PASSAGE SHOWN:

++++++++++++++++++++

Wednesday, 15 February 2012

Unit 4: Story Telling - Review - Alfred Hitchcock's Psycho



Figure 1. Psycho Poster Art

Psycho works very much like a game of cat & mouse, we know that the inevitable moment of terror is on its way but the moment of action is created with rapid cuts scaring us with threat - a montage of murder as opposed to the act itself. The films inner monologues are also a stroke of genius by Hitchcock, revealing a level of ambiguity from the films cast.

•Directed by: Alfred Hitchcock
•Written by: Joseph Stefano & Robert Bloch
•Cast: Anthony Perkins as Norman Bates, Janet Leigh as Marion Crane, Vera Miles as Lila Crane, John Gavin as Sam Loomis, Martin Balsam as Detective Milton Arbogast & John McIntire as Chambers the sheriff
•Genre: Drama, Horror, Mystery & Suspense, Classics
•Duration: 109 Minutes (aprox)




Figure 2. "A man should have a hobby”

One could assume Psycho to be based on the Freudian psychopath with a rather child like lunatic Norman Bates (Anthony Perkins) immortalising his mother by killing her, only to commit evil acts on her behalf. The true narrative for psycho begins with a rather innocent Lila Crane finding her way to a hotel off the interstate; she is killed shortly after her arrival by a woman when she is bathing. After investigator Milton Arbogast goes missing Marion Crane & Sam Loomis decide to delve deeper by staying at the motel where they meet the true Psycho - Norman Bates. Reviewer David Nusair observes:
“Hitchcock, working from a script by Joseph Stefano, offers up an opening half hour that boasts the qualities of a lurid melodrama and hardly even hints at the horror to follow”. (Nusair: 2010)
The whole scenario is creepy mainly because the narrative doesn’t start the way one would imagine & changes significantly in the second act to become something else entirely. Had the film not have the name psycho we would be expecting another type of story. The questions in the name only begin to make themselves apparent with the prescience of a definitive act of murder which is cut in a montage that appear almost directly from storyboard panels. One could not help but notice the sensitivity to nudity that was considered which appears very second in nature when one weighs the fact that a murder has just happened on screen.



Figure 3. "We all go a little mad sometimes”

++++++++++++++++++++

MATERIAL SHOWN:
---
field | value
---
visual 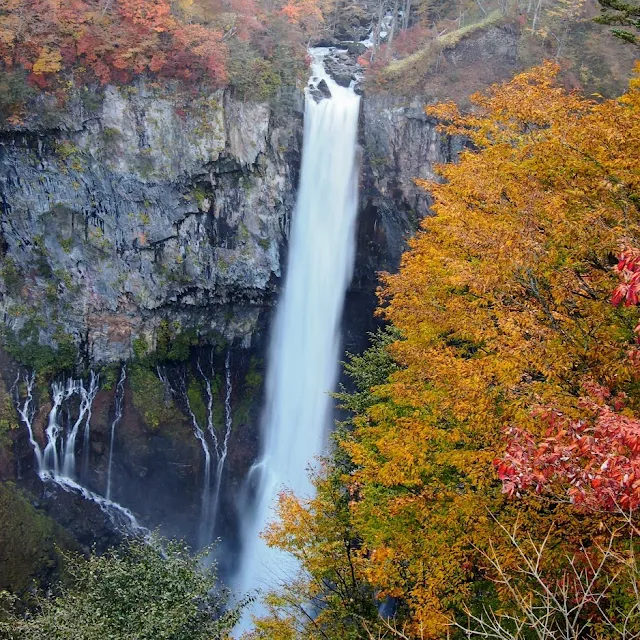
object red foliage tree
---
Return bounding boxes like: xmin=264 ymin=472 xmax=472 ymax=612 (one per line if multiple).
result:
xmin=494 ymin=248 xmax=640 ymax=511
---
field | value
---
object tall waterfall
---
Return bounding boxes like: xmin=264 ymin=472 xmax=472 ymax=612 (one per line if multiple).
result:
xmin=236 ymin=49 xmax=360 ymax=627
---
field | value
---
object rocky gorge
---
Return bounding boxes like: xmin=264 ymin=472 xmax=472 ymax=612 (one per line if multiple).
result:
xmin=0 ymin=23 xmax=515 ymax=587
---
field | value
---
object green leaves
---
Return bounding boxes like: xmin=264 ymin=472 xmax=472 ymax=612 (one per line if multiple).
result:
xmin=0 ymin=537 xmax=243 ymax=640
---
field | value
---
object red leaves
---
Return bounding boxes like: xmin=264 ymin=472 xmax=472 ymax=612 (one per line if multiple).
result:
xmin=494 ymin=384 xmax=640 ymax=511
xmin=611 ymin=248 xmax=640 ymax=307
xmin=0 ymin=0 xmax=227 ymax=88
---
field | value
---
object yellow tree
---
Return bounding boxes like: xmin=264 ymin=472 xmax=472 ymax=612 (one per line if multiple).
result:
xmin=260 ymin=64 xmax=640 ymax=638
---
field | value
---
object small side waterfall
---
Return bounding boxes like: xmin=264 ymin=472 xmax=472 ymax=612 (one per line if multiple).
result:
xmin=181 ymin=348 xmax=233 ymax=547
xmin=236 ymin=49 xmax=360 ymax=630
xmin=13 ymin=371 xmax=148 ymax=535
xmin=107 ymin=364 xmax=127 ymax=500
xmin=212 ymin=349 xmax=233 ymax=524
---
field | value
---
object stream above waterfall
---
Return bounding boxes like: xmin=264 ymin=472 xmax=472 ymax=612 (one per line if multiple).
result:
xmin=235 ymin=48 xmax=360 ymax=628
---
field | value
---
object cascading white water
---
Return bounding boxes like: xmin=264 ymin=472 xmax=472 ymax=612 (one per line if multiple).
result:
xmin=236 ymin=49 xmax=360 ymax=630
xmin=181 ymin=372 xmax=215 ymax=547
xmin=211 ymin=349 xmax=233 ymax=526
xmin=192 ymin=349 xmax=233 ymax=546
xmin=107 ymin=364 xmax=127 ymax=500
xmin=13 ymin=371 xmax=149 ymax=535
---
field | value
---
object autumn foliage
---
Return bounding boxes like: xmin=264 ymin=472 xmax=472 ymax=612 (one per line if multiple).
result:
xmin=0 ymin=0 xmax=226 ymax=85
xmin=0 ymin=0 xmax=322 ymax=114
xmin=264 ymin=64 xmax=640 ymax=638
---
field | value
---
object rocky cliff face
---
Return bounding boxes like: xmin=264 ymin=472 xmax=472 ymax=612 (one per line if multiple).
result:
xmin=0 ymin=82 xmax=302 ymax=363
xmin=0 ymin=55 xmax=470 ymax=570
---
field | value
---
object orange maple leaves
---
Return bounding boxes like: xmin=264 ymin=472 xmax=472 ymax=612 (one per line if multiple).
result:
xmin=0 ymin=0 xmax=227 ymax=85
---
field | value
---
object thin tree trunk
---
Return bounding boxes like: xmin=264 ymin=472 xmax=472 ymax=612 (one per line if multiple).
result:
xmin=531 ymin=0 xmax=542 ymax=33
xmin=387 ymin=0 xmax=398 ymax=59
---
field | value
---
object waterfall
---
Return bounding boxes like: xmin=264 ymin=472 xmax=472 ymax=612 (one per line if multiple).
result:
xmin=62 ymin=371 xmax=98 ymax=478
xmin=107 ymin=364 xmax=127 ymax=500
xmin=190 ymin=349 xmax=233 ymax=546
xmin=14 ymin=371 xmax=149 ymax=535
xmin=211 ymin=349 xmax=233 ymax=526
xmin=236 ymin=49 xmax=360 ymax=628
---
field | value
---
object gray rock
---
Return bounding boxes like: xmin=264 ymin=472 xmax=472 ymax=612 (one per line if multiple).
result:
xmin=0 ymin=77 xmax=302 ymax=362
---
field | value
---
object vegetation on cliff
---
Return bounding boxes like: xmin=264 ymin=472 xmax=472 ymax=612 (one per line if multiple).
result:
xmin=0 ymin=0 xmax=321 ymax=124
xmin=0 ymin=539 xmax=240 ymax=640
xmin=255 ymin=64 xmax=640 ymax=638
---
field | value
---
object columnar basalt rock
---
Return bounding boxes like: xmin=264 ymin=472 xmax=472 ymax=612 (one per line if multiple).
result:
xmin=0 ymin=83 xmax=302 ymax=362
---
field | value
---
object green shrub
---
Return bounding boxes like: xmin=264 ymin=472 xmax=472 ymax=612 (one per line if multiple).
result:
xmin=0 ymin=539 xmax=242 ymax=640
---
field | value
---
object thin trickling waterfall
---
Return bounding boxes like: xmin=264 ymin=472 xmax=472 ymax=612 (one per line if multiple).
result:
xmin=107 ymin=364 xmax=127 ymax=500
xmin=181 ymin=372 xmax=213 ymax=547
xmin=13 ymin=371 xmax=148 ymax=535
xmin=190 ymin=349 xmax=233 ymax=546
xmin=62 ymin=371 xmax=98 ymax=478
xmin=236 ymin=49 xmax=359 ymax=627
xmin=211 ymin=349 xmax=233 ymax=526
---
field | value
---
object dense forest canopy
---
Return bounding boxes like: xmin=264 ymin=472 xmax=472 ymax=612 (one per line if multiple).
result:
xmin=0 ymin=0 xmax=640 ymax=640
xmin=256 ymin=63 xmax=640 ymax=638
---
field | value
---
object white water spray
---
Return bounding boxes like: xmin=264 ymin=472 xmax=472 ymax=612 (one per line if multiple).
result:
xmin=107 ymin=364 xmax=127 ymax=500
xmin=181 ymin=370 xmax=212 ymax=547
xmin=14 ymin=371 xmax=149 ymax=535
xmin=211 ymin=349 xmax=233 ymax=526
xmin=237 ymin=49 xmax=360 ymax=630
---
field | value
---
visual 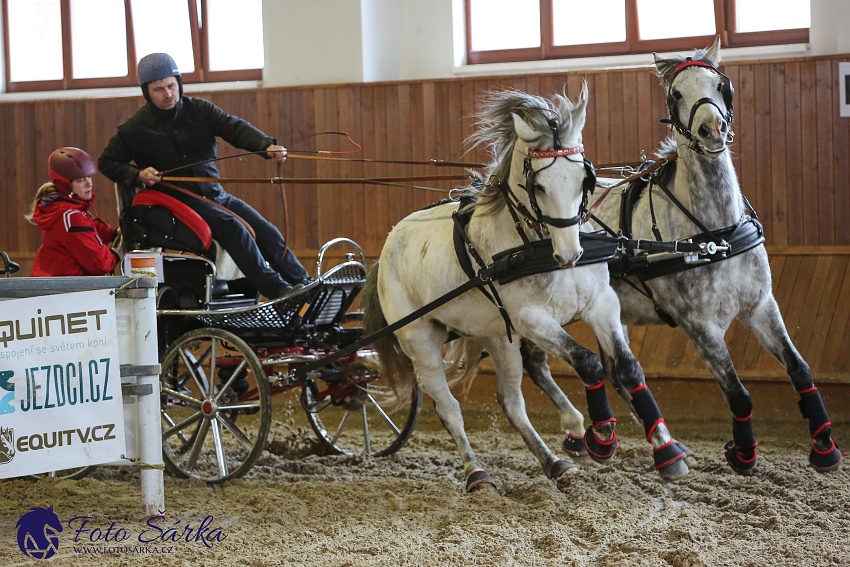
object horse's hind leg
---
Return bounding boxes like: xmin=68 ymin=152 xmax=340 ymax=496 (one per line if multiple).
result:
xmin=679 ymin=317 xmax=758 ymax=474
xmin=398 ymin=322 xmax=497 ymax=492
xmin=741 ymin=296 xmax=841 ymax=472
xmin=584 ymin=288 xmax=689 ymax=480
xmin=520 ymin=339 xmax=587 ymax=458
xmin=484 ymin=337 xmax=576 ymax=478
xmin=527 ymin=320 xmax=619 ymax=463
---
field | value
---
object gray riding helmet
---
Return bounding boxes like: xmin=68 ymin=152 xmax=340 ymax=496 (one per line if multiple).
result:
xmin=136 ymin=53 xmax=183 ymax=102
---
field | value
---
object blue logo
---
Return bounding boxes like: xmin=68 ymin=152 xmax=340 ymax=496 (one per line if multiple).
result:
xmin=0 ymin=370 xmax=15 ymax=415
xmin=17 ymin=506 xmax=62 ymax=559
xmin=0 ymin=427 xmax=15 ymax=465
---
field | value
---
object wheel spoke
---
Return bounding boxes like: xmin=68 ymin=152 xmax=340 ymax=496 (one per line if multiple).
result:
xmin=162 ymin=388 xmax=201 ymax=408
xmin=161 ymin=328 xmax=271 ymax=483
xmin=363 ymin=393 xmax=401 ymax=435
xmin=180 ymin=348 xmax=209 ymax=396
xmin=215 ymin=358 xmax=248 ymax=403
xmin=360 ymin=404 xmax=372 ymax=457
xmin=331 ymin=410 xmax=351 ymax=444
xmin=162 ymin=412 xmax=204 ymax=443
xmin=186 ymin=419 xmax=210 ymax=472
xmin=210 ymin=419 xmax=227 ymax=477
xmin=218 ymin=415 xmax=254 ymax=451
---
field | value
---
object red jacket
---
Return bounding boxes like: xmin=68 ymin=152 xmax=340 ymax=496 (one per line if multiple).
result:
xmin=32 ymin=194 xmax=118 ymax=276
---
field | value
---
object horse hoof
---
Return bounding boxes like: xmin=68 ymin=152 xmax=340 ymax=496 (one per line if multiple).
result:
xmin=723 ymin=439 xmax=757 ymax=474
xmin=652 ymin=439 xmax=690 ymax=480
xmin=561 ymin=434 xmax=587 ymax=458
xmin=809 ymin=439 xmax=842 ymax=472
xmin=584 ymin=427 xmax=619 ymax=463
xmin=549 ymin=459 xmax=578 ymax=480
xmin=676 ymin=441 xmax=699 ymax=469
xmin=466 ymin=470 xmax=499 ymax=493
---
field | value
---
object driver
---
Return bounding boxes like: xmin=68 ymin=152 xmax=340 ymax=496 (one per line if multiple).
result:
xmin=98 ymin=53 xmax=312 ymax=299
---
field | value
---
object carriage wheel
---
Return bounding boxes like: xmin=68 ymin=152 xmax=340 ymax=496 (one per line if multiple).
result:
xmin=160 ymin=328 xmax=272 ymax=483
xmin=301 ymin=352 xmax=422 ymax=457
xmin=27 ymin=465 xmax=97 ymax=480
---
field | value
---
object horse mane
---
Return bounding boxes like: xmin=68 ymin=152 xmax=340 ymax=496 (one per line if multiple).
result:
xmin=464 ymin=89 xmax=587 ymax=214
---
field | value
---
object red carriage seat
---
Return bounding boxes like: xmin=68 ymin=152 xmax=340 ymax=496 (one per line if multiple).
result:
xmin=121 ymin=189 xmax=212 ymax=255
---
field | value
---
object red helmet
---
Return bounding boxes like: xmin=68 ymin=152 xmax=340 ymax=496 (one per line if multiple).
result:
xmin=47 ymin=147 xmax=97 ymax=193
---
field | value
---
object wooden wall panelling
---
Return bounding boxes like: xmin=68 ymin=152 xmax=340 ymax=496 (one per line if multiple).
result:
xmin=812 ymin=60 xmax=832 ymax=244
xmin=832 ymin=85 xmax=850 ymax=245
xmin=751 ymin=65 xmax=775 ymax=243
xmin=791 ymin=61 xmax=820 ymax=245
xmin=806 ymin=256 xmax=850 ymax=366
xmin=815 ymin=256 xmax=850 ymax=372
xmin=588 ymin=73 xmax=616 ymax=163
xmin=775 ymin=62 xmax=806 ymax=248
xmin=765 ymin=64 xmax=788 ymax=245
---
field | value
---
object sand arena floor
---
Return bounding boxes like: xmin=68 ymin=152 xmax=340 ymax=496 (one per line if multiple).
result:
xmin=0 ymin=375 xmax=850 ymax=567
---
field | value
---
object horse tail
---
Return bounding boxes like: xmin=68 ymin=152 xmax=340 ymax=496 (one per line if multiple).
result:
xmin=443 ymin=337 xmax=484 ymax=398
xmin=360 ymin=262 xmax=416 ymax=400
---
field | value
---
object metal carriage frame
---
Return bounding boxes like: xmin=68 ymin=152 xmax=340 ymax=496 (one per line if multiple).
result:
xmin=116 ymin=185 xmax=422 ymax=483
xmin=147 ymin=238 xmax=421 ymax=483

++++++++++++++++++++

REQUIRED TASK 1:
Restate the paragraph of the Psycho review that begins "Psycho works very much like a game of cat & mouse" as a short bulleted list that keeps its main points.
REQUIRED TASK 2:
From the Psycho review, quote everything from "The whole scenario" down to "happened on screen.", word for word.
None of the lines matter for this work.

TASK ANSWER 1:
- Psycho plays like a game of cat and mouse: we know the moment of terror is coming.
- That moment is built from rapid cuts that scare us with threat, a montage of murder rather than the act itself.
- Hitchcock's use of inner monologues is a stroke of genius.
- These monologues reveal a level of ambiguity in the cast.

TASK ANSWER 2:
The whole scenario is creepy mainly because the narrative doesn’t start the way one would imagine & changes significantly in the second act to become something else entirely. Had the film not have the name psycho we would be expecting another type of story. The questions in the name only begin to make themselves apparent with the prescience of a definitive act of murder which is cut in a montage that appear almost directly from storyboard panels. One could not help but notice the sensitivity to nudity that was considered which appears very second in nature when one weighs the fact that a murder has just happened on screen.